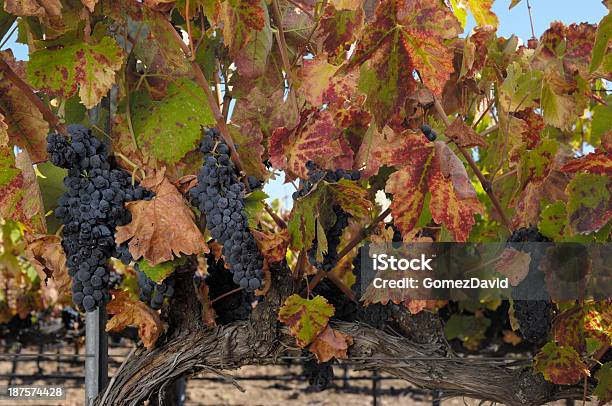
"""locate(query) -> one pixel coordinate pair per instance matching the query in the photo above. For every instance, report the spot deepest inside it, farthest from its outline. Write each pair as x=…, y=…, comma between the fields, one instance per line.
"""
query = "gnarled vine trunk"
x=428, y=363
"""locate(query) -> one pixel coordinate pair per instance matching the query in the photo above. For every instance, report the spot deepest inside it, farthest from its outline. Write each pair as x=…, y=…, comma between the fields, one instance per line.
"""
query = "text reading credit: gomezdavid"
x=384, y=262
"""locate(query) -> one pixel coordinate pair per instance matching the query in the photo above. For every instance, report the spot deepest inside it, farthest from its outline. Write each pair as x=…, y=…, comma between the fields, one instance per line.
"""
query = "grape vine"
x=90, y=210
x=220, y=196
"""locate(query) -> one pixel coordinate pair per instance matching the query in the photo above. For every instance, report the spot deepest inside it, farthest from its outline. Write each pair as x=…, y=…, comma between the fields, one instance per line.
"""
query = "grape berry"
x=220, y=196
x=90, y=210
x=534, y=316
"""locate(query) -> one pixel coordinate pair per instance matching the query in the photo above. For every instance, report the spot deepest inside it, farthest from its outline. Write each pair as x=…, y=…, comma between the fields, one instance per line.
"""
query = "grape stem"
x=351, y=244
x=27, y=91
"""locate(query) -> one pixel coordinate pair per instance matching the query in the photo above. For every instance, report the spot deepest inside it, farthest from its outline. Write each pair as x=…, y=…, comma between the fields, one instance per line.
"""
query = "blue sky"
x=515, y=21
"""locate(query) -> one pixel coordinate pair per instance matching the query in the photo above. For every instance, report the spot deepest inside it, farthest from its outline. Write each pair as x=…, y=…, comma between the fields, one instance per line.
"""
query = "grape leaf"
x=162, y=227
x=598, y=162
x=339, y=25
x=453, y=198
x=602, y=41
x=316, y=138
x=251, y=60
x=405, y=36
x=314, y=77
x=169, y=128
x=603, y=390
x=352, y=198
x=520, y=88
x=20, y=197
x=463, y=135
x=26, y=126
x=273, y=246
x=560, y=365
x=128, y=312
x=306, y=318
x=45, y=253
x=480, y=9
x=240, y=19
x=331, y=344
x=90, y=67
x=48, y=11
x=158, y=272
x=514, y=265
x=553, y=220
x=590, y=202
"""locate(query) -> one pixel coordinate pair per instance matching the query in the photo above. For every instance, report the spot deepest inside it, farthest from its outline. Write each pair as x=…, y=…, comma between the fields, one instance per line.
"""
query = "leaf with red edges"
x=405, y=36
x=331, y=344
x=316, y=138
x=560, y=365
x=598, y=162
x=306, y=318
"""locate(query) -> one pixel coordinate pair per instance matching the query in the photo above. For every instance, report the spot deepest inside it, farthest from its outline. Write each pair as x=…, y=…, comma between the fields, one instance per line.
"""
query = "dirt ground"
x=258, y=385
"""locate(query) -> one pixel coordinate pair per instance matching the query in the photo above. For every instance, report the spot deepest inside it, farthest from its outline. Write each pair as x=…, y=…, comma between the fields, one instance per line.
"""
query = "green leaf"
x=553, y=220
x=520, y=89
x=306, y=318
x=588, y=207
x=603, y=390
x=602, y=117
x=170, y=128
x=89, y=67
x=559, y=108
x=560, y=365
x=600, y=48
x=302, y=222
x=254, y=206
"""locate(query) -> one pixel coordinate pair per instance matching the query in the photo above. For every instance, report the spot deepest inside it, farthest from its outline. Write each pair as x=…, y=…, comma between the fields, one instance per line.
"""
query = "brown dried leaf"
x=46, y=255
x=464, y=136
x=331, y=344
x=129, y=312
x=163, y=227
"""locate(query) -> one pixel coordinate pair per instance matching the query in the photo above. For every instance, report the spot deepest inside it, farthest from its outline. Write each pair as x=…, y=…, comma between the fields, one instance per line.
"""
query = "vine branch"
x=27, y=91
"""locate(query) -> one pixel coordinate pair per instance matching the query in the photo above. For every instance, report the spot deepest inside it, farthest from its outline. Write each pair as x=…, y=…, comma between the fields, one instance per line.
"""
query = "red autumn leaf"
x=514, y=265
x=338, y=27
x=560, y=365
x=162, y=227
x=316, y=138
x=463, y=135
x=453, y=198
x=331, y=344
x=128, y=312
x=405, y=36
x=306, y=318
x=598, y=162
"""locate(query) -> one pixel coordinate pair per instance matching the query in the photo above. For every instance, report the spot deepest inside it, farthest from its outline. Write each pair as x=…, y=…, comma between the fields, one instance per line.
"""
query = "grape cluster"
x=220, y=196
x=333, y=240
x=237, y=306
x=316, y=174
x=534, y=316
x=90, y=210
x=320, y=376
x=152, y=293
x=429, y=132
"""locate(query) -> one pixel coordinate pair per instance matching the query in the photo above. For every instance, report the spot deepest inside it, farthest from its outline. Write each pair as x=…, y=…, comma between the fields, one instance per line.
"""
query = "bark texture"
x=419, y=355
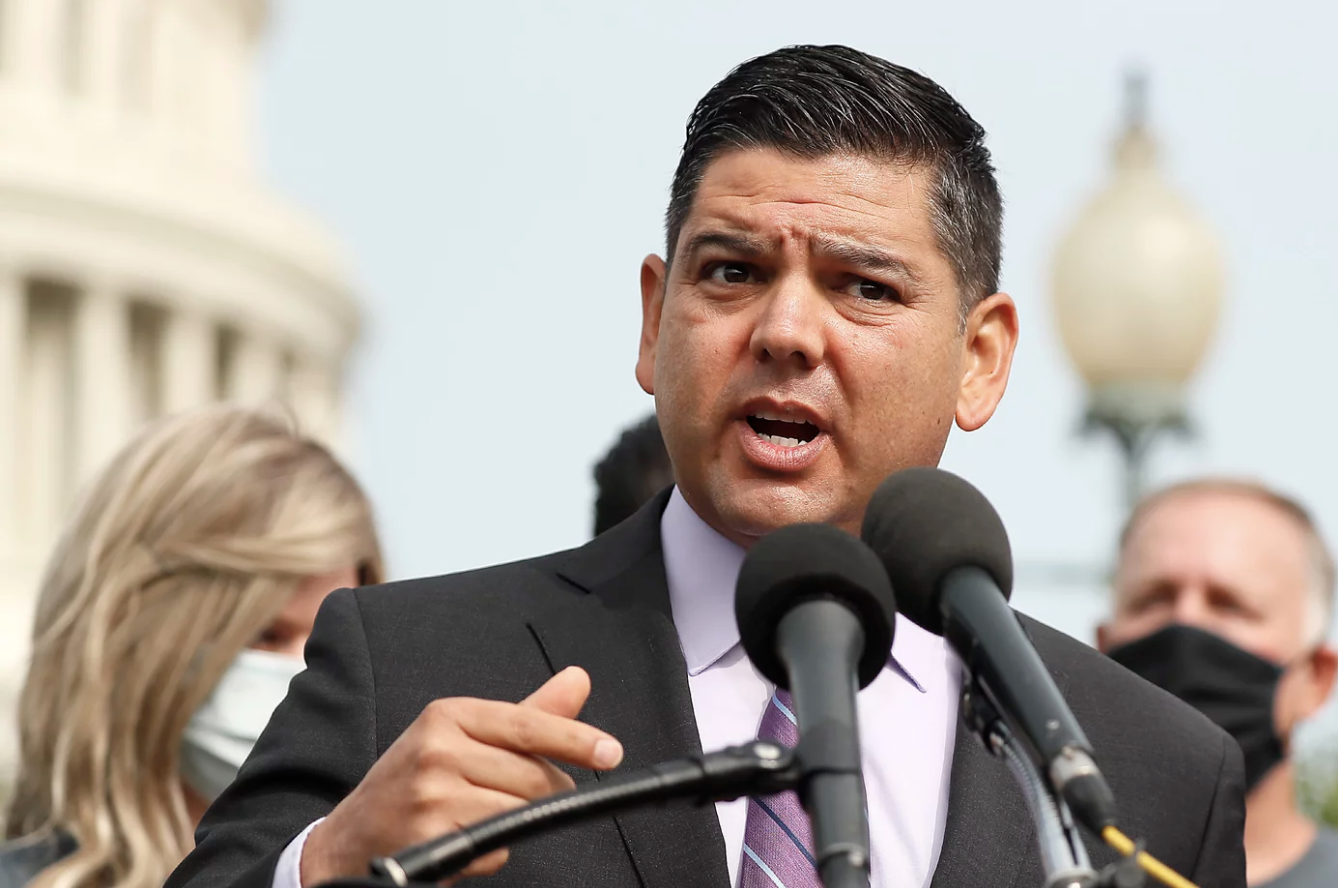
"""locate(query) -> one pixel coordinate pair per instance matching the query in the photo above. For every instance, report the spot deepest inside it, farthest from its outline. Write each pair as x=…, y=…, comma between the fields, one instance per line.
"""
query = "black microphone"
x=949, y=559
x=815, y=615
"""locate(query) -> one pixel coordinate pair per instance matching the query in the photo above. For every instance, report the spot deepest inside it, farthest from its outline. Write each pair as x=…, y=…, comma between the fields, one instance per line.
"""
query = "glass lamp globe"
x=1137, y=288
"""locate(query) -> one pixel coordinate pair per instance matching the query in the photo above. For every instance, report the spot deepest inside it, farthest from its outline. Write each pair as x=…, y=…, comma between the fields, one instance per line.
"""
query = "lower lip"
x=775, y=458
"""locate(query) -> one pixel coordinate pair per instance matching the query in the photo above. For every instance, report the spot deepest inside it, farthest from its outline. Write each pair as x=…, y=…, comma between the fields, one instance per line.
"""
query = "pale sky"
x=498, y=170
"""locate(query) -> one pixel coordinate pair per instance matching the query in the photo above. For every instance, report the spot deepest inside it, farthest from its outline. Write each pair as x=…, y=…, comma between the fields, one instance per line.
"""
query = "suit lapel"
x=989, y=829
x=624, y=635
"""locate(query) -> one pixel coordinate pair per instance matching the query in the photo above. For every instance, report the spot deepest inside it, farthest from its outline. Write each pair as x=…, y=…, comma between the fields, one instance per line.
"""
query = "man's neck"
x=1278, y=835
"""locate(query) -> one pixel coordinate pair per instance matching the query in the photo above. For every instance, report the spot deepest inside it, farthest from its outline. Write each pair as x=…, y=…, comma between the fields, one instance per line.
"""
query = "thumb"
x=563, y=694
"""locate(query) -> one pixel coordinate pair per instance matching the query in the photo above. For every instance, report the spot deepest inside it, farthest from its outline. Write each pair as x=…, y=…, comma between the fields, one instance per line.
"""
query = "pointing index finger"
x=526, y=729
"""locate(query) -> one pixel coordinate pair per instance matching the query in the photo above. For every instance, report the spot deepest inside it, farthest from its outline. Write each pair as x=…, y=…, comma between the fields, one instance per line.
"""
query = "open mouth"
x=782, y=432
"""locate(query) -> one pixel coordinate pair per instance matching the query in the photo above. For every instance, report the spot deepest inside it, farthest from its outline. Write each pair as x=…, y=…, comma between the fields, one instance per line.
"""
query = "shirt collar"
x=701, y=569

Exercise directions
Images aside, return each entry above precisely as it stands.

Result of the exercise
"""locate(query) -> one pixel coordinate pair per instance matching the query in the photo above. For every instance, report the spot deepest inside it, farthest from its outline. Write each pair as x=…, y=…, comma between the fields, one instance per line.
"""
query = "gnarled vine trunk"
x=428, y=363
"""locate(query) -> one pixel coordinate pair per instance matching the query in the photo above. For every instance, report the spot deepest inside it, farthest from its outline. Write each pair as x=…, y=…, comma between the fields, one instance per line.
"""
query = "text reading credit: gomezdavid"
x=384, y=262
"""locate(query) -> one pixel coordinate pair per instance matching the query in the photo above. For every instance, report the spot deepest inside it, farthest from its outline. Write each pair as x=…, y=…, comma between the fields, one instance per line.
"""
query = "grape vine"
x=90, y=210
x=220, y=196
"""locate(query) -> one pixel coordinate pair per instance matching the query in the photo above. For every instance, report the spot deepest inside it, farthest from its outline. Write each pair as x=…, y=…, comma between the fields, one instance per line.
"""
query = "grape berry"
x=220, y=196
x=90, y=210
x=534, y=316
"""locate(query) -> one pixel coordinate pair per instance matching the query in the photo above. For every instance, report the spot deepest inside it, farthest from its outline. Write each pair as x=…, y=…, comma between the fields, one instance per line.
"""
query = "grape stem"
x=351, y=244
x=27, y=91
"""locate(query) -> one pixel coordinate pair per instance matching the query in the photo above. For every instance, report the spot deepest inside it, farthest from its outline. Write each pair as x=…, y=…, comma between the fields, one instance per line.
"""
query = "blue sky"
x=515, y=21
"""locate(query) -> one pixel coordinate pair per instance matching the query in the photo above. For every instance, report the spot deepest inside it, farthest from its outline. Write each pair as x=…, y=…, comma between the fields, one instance per line.
"""
query = "grape leaf"
x=162, y=227
x=598, y=162
x=339, y=25
x=453, y=198
x=602, y=41
x=316, y=138
x=251, y=60
x=405, y=36
x=314, y=77
x=169, y=128
x=603, y=390
x=352, y=198
x=520, y=88
x=20, y=197
x=463, y=135
x=26, y=126
x=273, y=246
x=560, y=365
x=128, y=312
x=306, y=318
x=45, y=253
x=480, y=9
x=240, y=19
x=331, y=344
x=90, y=67
x=48, y=11
x=158, y=272
x=514, y=265
x=553, y=220
x=590, y=202
"""locate(query) -> one pixel coordinate pair per instance matching the query in the photo above. For every instance, report the spot deepest inside it, farthest from its outline. Write each pair as x=…, y=…, comma between the fields, one instance per line.
"""
query = "leaf with red edges"
x=405, y=36
x=331, y=344
x=316, y=138
x=560, y=365
x=598, y=162
x=306, y=318
"""locate(query) -> one pixel coordinate pair per instance matching the query in the photo above. For every instance, report the spot deepest inside it, farthest from its outline. Write each pair as x=…, y=…, comma between the fields, one instance per line.
"""
query = "dirt ground"
x=258, y=385
"""locate(query) -> one pixel coordinate pair per instance matching the query in the photo above. For every instance, report the spot deepest inside it, farthest from its outline. Write each pair as x=…, y=…, comma between the fields, one instance per line.
"""
query = "green leaf"
x=553, y=220
x=520, y=89
x=306, y=318
x=588, y=207
x=603, y=390
x=602, y=117
x=170, y=128
x=89, y=67
x=559, y=108
x=560, y=365
x=600, y=48
x=302, y=222
x=254, y=206
"""locate(query) -> one pixel coordinate pair per instance matching the query in the photo above. For every instance, report the spot deepest inside it, farthest from its outline. Write each pair as x=…, y=…, comma between the fields, one instance per line.
"""
query = "brown dried leaf"
x=46, y=255
x=464, y=136
x=331, y=344
x=129, y=312
x=163, y=227
"""locate(query) -> one pixel coordinate pair per instance matching the query in the photo above. For every instance, report the spot deepest inside it, farthest from its outline. Write each pair as x=…, y=…, comma between the fields, one instance per line.
"""
query = "vine branch"
x=27, y=91
"""locate(query) -> one pixel coordinate pair per instance matching the query in the photo above. For every instance, report the spot deepest inside it, farthest from its outline. Write each pair as x=…, y=…, comma between the fields, one instance per line.
"""
query = "red autumn leaf"
x=514, y=265
x=338, y=27
x=560, y=365
x=162, y=227
x=316, y=138
x=463, y=135
x=453, y=198
x=331, y=344
x=128, y=312
x=405, y=36
x=306, y=318
x=598, y=162
"""locate(query) -> one pixel coordinate pair per instance matching the query in the photo above. For every instance, report the spot deepest inside it, farthest from its outline. Write each pair as x=…, y=…, comma between the fields, one instance per line.
"""
query = "grape cluster"
x=220, y=196
x=333, y=240
x=237, y=306
x=316, y=174
x=534, y=316
x=90, y=210
x=320, y=376
x=152, y=293
x=429, y=132
"""locate(query) -> one pixel coordinate pair per instance matching the query in the photo above. For every instance, report the spot deepest inside it, farthest from its outline. Write each pair as x=…, y=…, comma between the fields, one instance per line.
"""
query = "bark texture"
x=419, y=355
"""locate(query) -> one pixel coordinate pair per instance matching the query in the photo above. For every instance, report the spot deepest inside it, farthest from its outline. Write each pair as x=…, y=…, comma between the fields, one instance per line.
"""
query = "black microphone"
x=949, y=559
x=815, y=615
"""locate(query) -> one pixel coordinate pair per instance matching the query in the photo above. For every instance, report the spot deepest inside it, farthest from its outline. Write each pair as x=…, y=…, comma between the fields, one instance per line.
"""
query = "glass lamp globe"
x=1137, y=288
"""locate(query) -> one pixel coordinate pair per instance matching the query in the photo above. For every instance, report the spot deepest inside it, farthest from its outline. Write each pair as x=…, y=…, comma between the fields, one instance per line.
"""
query = "lower lip"
x=775, y=458
"""locate(query) -> one pixel coordinate pair per instance matching the query in the photo above. For every instance, report the spot deepest inside it, farthest from its outline. Write each pair as x=…, y=…, comma between the fields, one instance per line.
"""
query = "pale sky"
x=498, y=170
"""locate(query) -> one pixel coordinate pair per instance matching the query in the photo above. For every instance, report the spot deepest inside it, farthest from its outline. Write each pair as x=…, y=…, comma between the fields, one instance per line.
"""
query = "suit lapel"
x=989, y=829
x=624, y=635
"""locate(query) -> one pixel coordinate pair per instance matching the query in the photo above. For every instance, report the spot deepest inside it, farthest from its outline. Write each pair as x=…, y=…, comma between the fields, one instance per line.
"""
query = "man's neck"
x=1278, y=835
"""locate(query) -> one pixel coordinate pair per instance matching the query in the photo above. For every instance, report the spot deepest inside it, farthest from its outline. Write each pair as x=…, y=…, comma between the fields, one instance per line.
"""
query = "thumb"
x=563, y=694
"""locate(query) -> one pixel coordinate pair per instance matching the query in the photo above. For every instance, report the spot deepest inside it, farthest from its outline. Write each pair as x=…, y=…, comma between the fields, one instance per line.
"""
query = "pointing index finger"
x=526, y=729
"""locate(query) -> one pixel coordinate pair per instance matching the query in the photo above. For every instance, report the spot deepest inside it, farthest from its outline. Write each pair as x=…, y=…, comma between the fields, one instance per line.
"""
query = "open mouth"
x=782, y=432
"""locate(query) -> one pixel coordinate pair per instance matching the query in the photo above. For every instance, report the spot deepest inside it, farthest from its outline. Write each pair as x=…, y=…, comma between the fields, one instance per line.
"""
query = "shirt collar"
x=701, y=569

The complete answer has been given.